··· Given data

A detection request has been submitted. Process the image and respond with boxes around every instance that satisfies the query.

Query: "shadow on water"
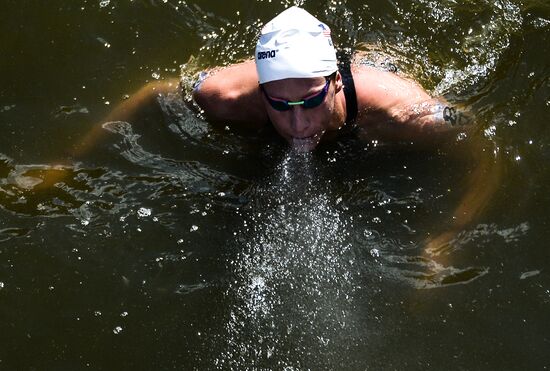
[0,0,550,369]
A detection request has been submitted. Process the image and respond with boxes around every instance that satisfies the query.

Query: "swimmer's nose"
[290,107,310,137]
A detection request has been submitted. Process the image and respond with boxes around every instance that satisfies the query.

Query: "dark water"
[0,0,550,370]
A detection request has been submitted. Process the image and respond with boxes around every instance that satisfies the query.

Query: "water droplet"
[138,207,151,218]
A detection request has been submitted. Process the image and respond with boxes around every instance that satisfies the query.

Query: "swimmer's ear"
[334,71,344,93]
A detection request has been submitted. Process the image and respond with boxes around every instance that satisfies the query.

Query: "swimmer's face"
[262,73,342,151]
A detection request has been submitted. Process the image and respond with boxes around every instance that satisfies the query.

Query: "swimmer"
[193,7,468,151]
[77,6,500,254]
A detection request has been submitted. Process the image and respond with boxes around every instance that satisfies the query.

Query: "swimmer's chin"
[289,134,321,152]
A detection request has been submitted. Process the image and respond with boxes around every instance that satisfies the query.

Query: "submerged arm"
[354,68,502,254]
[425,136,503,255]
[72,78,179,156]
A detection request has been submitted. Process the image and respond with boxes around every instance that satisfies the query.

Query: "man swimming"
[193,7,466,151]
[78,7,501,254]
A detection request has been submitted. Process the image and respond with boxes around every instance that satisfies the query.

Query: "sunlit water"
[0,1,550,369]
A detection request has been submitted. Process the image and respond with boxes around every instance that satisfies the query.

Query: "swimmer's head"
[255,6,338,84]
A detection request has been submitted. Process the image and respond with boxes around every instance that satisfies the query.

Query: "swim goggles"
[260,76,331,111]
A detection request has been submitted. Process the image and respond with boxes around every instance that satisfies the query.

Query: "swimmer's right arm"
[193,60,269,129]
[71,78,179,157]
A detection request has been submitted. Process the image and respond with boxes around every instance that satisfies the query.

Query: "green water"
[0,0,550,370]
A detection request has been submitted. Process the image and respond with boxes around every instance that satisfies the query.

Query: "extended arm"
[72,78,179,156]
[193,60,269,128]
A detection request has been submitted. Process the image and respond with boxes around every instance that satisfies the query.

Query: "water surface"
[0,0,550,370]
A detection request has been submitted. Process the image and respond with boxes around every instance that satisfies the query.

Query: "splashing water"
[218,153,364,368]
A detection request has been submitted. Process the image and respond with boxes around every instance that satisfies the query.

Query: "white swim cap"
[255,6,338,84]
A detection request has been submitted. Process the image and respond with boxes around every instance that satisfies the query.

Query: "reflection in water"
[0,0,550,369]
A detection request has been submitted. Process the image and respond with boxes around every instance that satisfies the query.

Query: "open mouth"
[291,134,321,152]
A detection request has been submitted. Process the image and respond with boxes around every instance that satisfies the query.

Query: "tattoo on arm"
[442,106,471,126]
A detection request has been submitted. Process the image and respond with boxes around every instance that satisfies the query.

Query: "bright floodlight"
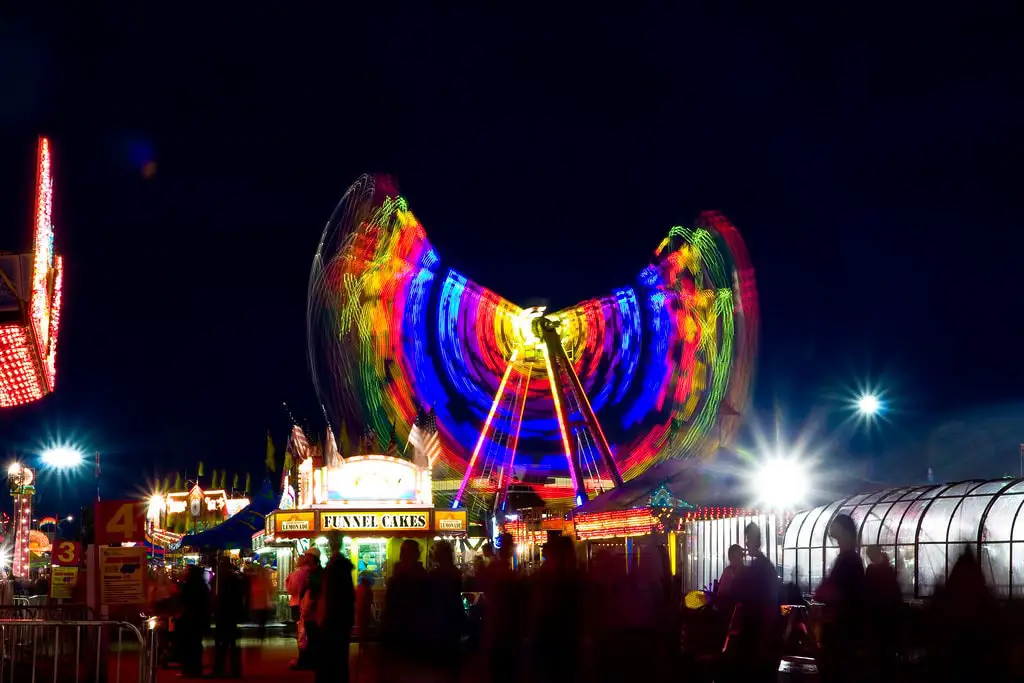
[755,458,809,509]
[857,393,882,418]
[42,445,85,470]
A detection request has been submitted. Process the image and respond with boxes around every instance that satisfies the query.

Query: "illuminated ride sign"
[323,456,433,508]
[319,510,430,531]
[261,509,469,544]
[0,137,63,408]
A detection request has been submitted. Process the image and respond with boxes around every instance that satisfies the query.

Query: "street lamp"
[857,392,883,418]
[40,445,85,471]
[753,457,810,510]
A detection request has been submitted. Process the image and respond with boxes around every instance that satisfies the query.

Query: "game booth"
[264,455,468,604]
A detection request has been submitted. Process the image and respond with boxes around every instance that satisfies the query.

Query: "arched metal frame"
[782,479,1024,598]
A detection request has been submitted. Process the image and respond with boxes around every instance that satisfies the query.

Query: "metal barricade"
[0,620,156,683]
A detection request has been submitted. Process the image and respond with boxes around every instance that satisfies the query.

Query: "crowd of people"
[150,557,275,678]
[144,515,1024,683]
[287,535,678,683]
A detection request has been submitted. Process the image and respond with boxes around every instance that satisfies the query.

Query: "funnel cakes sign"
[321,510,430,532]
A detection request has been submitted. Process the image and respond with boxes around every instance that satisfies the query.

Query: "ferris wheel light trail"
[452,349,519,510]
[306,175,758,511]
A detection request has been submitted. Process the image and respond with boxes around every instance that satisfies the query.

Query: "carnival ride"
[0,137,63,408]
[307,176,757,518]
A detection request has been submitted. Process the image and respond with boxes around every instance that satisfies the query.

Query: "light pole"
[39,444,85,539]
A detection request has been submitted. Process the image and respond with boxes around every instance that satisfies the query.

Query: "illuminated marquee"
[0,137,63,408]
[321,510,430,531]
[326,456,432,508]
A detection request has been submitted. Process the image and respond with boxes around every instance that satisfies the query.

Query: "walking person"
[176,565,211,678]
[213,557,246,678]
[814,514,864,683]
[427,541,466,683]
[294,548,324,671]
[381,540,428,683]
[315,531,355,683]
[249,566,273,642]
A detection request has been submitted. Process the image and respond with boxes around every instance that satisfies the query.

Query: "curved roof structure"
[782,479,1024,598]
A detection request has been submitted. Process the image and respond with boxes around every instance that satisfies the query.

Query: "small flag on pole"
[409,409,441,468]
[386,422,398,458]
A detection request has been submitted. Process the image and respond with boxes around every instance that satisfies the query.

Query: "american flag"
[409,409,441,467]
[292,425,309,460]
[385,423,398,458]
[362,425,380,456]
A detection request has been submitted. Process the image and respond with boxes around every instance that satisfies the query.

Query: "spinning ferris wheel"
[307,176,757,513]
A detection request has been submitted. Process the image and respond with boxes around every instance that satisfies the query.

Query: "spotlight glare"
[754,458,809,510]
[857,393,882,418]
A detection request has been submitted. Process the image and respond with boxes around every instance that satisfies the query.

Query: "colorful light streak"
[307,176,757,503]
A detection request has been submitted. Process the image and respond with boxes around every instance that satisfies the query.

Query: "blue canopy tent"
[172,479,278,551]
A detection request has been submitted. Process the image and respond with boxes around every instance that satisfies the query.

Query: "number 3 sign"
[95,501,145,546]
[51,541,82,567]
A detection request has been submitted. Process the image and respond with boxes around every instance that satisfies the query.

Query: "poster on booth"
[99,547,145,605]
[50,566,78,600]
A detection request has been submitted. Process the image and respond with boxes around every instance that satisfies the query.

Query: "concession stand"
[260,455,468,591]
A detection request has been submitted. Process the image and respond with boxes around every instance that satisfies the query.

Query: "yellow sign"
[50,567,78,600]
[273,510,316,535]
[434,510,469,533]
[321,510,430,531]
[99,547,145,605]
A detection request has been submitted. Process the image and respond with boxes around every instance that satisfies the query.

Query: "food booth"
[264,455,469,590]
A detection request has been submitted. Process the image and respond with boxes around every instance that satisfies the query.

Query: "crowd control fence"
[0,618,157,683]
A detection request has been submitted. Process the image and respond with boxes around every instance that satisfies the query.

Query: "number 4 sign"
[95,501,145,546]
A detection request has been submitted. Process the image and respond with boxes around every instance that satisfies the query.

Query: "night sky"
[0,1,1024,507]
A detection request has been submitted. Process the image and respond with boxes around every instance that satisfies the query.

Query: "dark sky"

······

▸ **Given exercise**
Output every line above as a JSON list of strings, one string per line, leaving out blank lines and the pictures.

▸ **The solution**
[
  "A detection request has been submitted. Process the image and respond with boxes around every instance that satisfies the query.",
  "Query: \"shadow on water\"",
  "[0,0,550,369]",
  "A detection request has been submitted. Process the image and respond with boxes around every instance that satisfies the query.",
  "Query: \"swimmer's nose\"",
  "[290,107,310,137]",
  "A detection request has been submitted. Process the image and respond with boxes around every instance that satisfies the query.",
  "Query: \"dark water\"",
  "[0,0,550,370]",
  "A detection request has been submitted. Process the image and respond with boxes around every instance that satisfies the query.",
  "Query: \"water droplet\"",
  "[138,207,151,218]",
  "A detection request has been submitted. Process the image and respond with boxes around every instance that satisfies the query.",
  "Query: \"swimmer's ear\"",
  "[334,71,344,93]",
  "A detection request has been submitted. Process the image and respond with boxes around every instance that satisfies the query.",
  "Query: \"swimmer's face\"",
  "[262,73,342,151]",
  "A detection request has been submitted. Process the image and respond with boxes around every instance that satisfies the query.",
  "Query: \"swimmer\"",
  "[193,7,468,151]",
  "[77,6,500,254]",
  "A detection request has been submitted. Process the image and respond with boxes around every instance that satisfies the query.",
  "Query: \"swimmer's chin\"",
  "[289,134,321,152]",
  "A detection request has been submitted. Process the image and respond with boxes around every instance that satisfies the query.",
  "Query: \"submerged arm\"",
  "[354,68,502,254]",
  "[425,136,503,255]",
  "[72,78,179,156]",
  "A detection request has been submitted. Process the image and respond with boxes around every instance that satisfies the query.",
  "Query: \"man swimming\"",
  "[193,7,466,151]",
  "[78,7,501,254]",
  "A detection request has been submitted. Process the image and respond with boxes around every instance that satisfies the query.",
  "Query: \"sunlit water\"",
  "[0,1,550,369]",
  "A detection request has been submitted. Process the image and respond with boxes around every instance that satisfies the query.",
  "Query: \"swimmer's head\"",
  "[255,6,338,84]",
  "A detection request has been submitted. Process the image and respond with boxes around every instance that satisfies the query.",
  "Query: \"swim goggles\"",
  "[260,76,331,111]",
  "A detection request has been submitted. Process the image and respond with boxes around every instance that satisfies the query.",
  "Query: \"swimmer's right arm\"",
  "[193,60,269,129]",
  "[71,78,179,157]",
  "A detection request has been submitted. Process the image and respond with boxes around every instance that satisfies the query.",
  "Query: \"green water\"",
  "[0,0,550,370]",
  "A detection request has been submitted. Process the image and respond with boxes around every instance that satisfies the query.",
  "Query: \"extended arm\"",
  "[72,78,179,156]",
  "[193,60,269,128]",
  "A detection request has been submitted. Process the image and respond with boxes around every instance that satisfies the query.",
  "Query: \"water surface\"",
  "[0,0,550,370]",
  "A detection request has been submitted. Process the image and respond with boxes around every instance that satisfies the query.",
  "Query: \"splashing water\"",
  "[218,153,364,368]",
  "A detection request has been submitted. Process the image and respond with boxes around every instance that satisfies the query.",
  "Query: \"white swim cap\"",
  "[255,6,338,84]",
  "A detection request has been submitted. Process the image and respond with boxes around every instance that satisfies the query.",
  "Query: \"reflection in water\"",
  "[0,0,550,369]",
  "A detection request has been submitted. Process the image and respond with boxes around every instance that satisfies the query.",
  "Query: \"open mouth\"",
  "[291,134,321,152]",
  "A detection request has been submitted. Process the image and respond with boxes around every instance that satisfies the query.",
  "Query: \"tattoo on arm\"",
  "[442,106,471,126]",
  "A detection request has been submitted. Process the image and respond with boxes around every instance that satisfies the query.",
  "Query: \"bright floodlight\"",
  "[755,458,809,509]",
  "[857,393,882,418]",
  "[42,445,85,470]",
  "A detection request has been submitted. Process the image and respond with boxes around every instance that satisfies the query.",
  "Query: \"illuminated ride sign\"",
  "[323,456,433,508]",
  "[319,510,430,531]",
  "[261,509,469,544]",
  "[0,137,63,408]",
  "A detection request has been submitted. Process the image and respond with boxes around every instance that satisfies the query.",
  "Query: \"street lamp\"",
  "[857,392,883,418]",
  "[40,445,85,471]",
  "[753,457,810,510]",
  "A detection request has been submitted. Process the image and respond with boxes around every instance that satisfies the query.",
  "Query: \"game booth\"",
  "[264,455,468,604]",
  "A detection request has been submitted. Process the image and respond with boxes around every instance that satisfies the query.",
  "Query: \"arched metal frame\"",
  "[782,479,1024,598]",
  "A detection request has been submitted. Process the image and respond with boxes around every instance that satisfies the query.",
  "Query: \"metal barricade\"",
  "[0,620,156,683]",
  "A detection request has been submitted. Process the image and respond with boxes around every instance that satisfies the query.",
  "Query: \"crowd of people\"",
  "[150,557,275,678]",
  "[144,515,1024,683]",
  "[287,535,678,683]",
  "A detection request has been submitted. Process the image and respond with boxes around every instance that satisfies the query.",
  "Query: \"funnel cakes sign\"",
  "[321,510,430,532]",
  "A detection request has been submitted. Process the image and respond with boxes around every instance that satisfies the query.",
  "Query: \"ferris wheel light trail\"",
  "[452,349,519,510]",
  "[306,175,758,511]",
  "A detection request has been submitted. Process the image and respond with boxes around every instance that satisfies the query.",
  "Query: \"carnival ride\"",
  "[0,137,63,408]",
  "[307,176,757,518]",
  "A detection request has been submitted. Process the image and respond with boxes around every instance that satisfies the query.",
  "Query: \"light pole\"",
  "[39,444,85,539]",
  "A detection request has been submitted. Process the image and respond with boxes around every instance that satisfies the query.",
  "Query: \"illuminated marquee\"",
  "[0,137,63,408]",
  "[321,510,430,531]",
  "[326,456,432,508]",
  "A detection request has been submitted. Process the image and respond with boxes around every instance that satisfies the query.",
  "Query: \"walking person\"",
  "[176,565,211,678]",
  "[213,557,246,678]",
  "[814,514,864,683]",
  "[427,541,466,683]",
  "[294,548,324,671]",
  "[381,540,428,683]",
  "[315,531,355,683]",
  "[249,566,273,642]",
  "A detection request has been submitted. Process the image and respond with boxes around every instance that satisfies the query.",
  "Query: \"curved roof structure\"",
  "[782,479,1024,598]",
  "A detection request has been submitted. Process the image and respond with boxes around every instance that satisfies the query.",
  "Query: \"small flag on pole\"",
  "[409,409,441,468]",
  "[386,422,398,458]",
  "A detection request has been submitted. Process the image and respond with boxes around every instance that satisfies the query.",
  "Query: \"american flag\"",
  "[409,409,441,467]",
  "[292,425,309,460]",
  "[385,423,398,458]",
  "[362,425,380,456]",
  "A detection request has been submitted. Process the image and respond with boxes around every instance that satisfies the query.",
  "Query: \"spinning ferris wheel\"",
  "[307,176,757,513]",
  "A detection request has been submitted. Process the image and respond with boxes around every instance that satisfies the query.",
  "Query: \"spotlight glare\"",
  "[754,458,809,510]",
  "[857,393,882,418]",
  "A detection request has been submitted. Process the image and respond with boxes around every instance that satisfies the query.",
  "Query: \"colorful light streak\"",
  "[307,176,757,503]",
  "A detection request has been submitted. Process the image and respond with boxes around every instance that satisfies the query.",
  "Query: \"blue canopy tent\"",
  "[172,479,278,551]",
  "A detection request has been submitted. Process the image and respond with boxes around every instance that satisfies the query.",
  "Query: \"number 3 sign\"",
  "[95,501,145,546]",
  "[51,541,82,567]",
  "A detection request has been submitted. Process the image and respond with boxes around every instance that satisfies the query.",
  "Query: \"poster on booth\"",
  "[99,547,145,605]",
  "[50,566,78,600]",
  "A detection request has been submitted. Process the image and respond with boxes around every instance that satisfies the query.",
  "Query: \"concession stand\"",
  "[260,455,468,591]",
  "A detection request has been submitted. Process the image and respond with boxes around every instance that satisfies the query.",
  "Query: \"yellow sign\"",
  "[50,567,78,600]",
  "[273,510,316,535]",
  "[434,510,469,533]",
  "[321,510,430,531]",
  "[99,547,145,605]",
  "A detection request has been submitted. Process the image and respond with boxes around every instance that satisfies the query.",
  "Query: \"food booth\"",
  "[264,455,469,590]",
  "A detection request has been submitted. Process the image and respond with boxes around every instance that satisfies the query.",
  "Query: \"crowd control fence\"",
  "[0,618,157,683]",
  "A detection request has been submitted. Process the image and respond with boxes around every instance that satisfies the query.",
  "Query: \"number 4 sign\"",
  "[95,501,145,546]",
  "A detection request has been submitted. Process the image and respond with boxes around every instance that satisfies the query.",
  "Query: \"night sky\"",
  "[0,1,1024,507]",
  "A detection request has been submitted. Process the image and respond with boxes around every instance that satisfies the query.",
  "Query: \"dark sky\""
]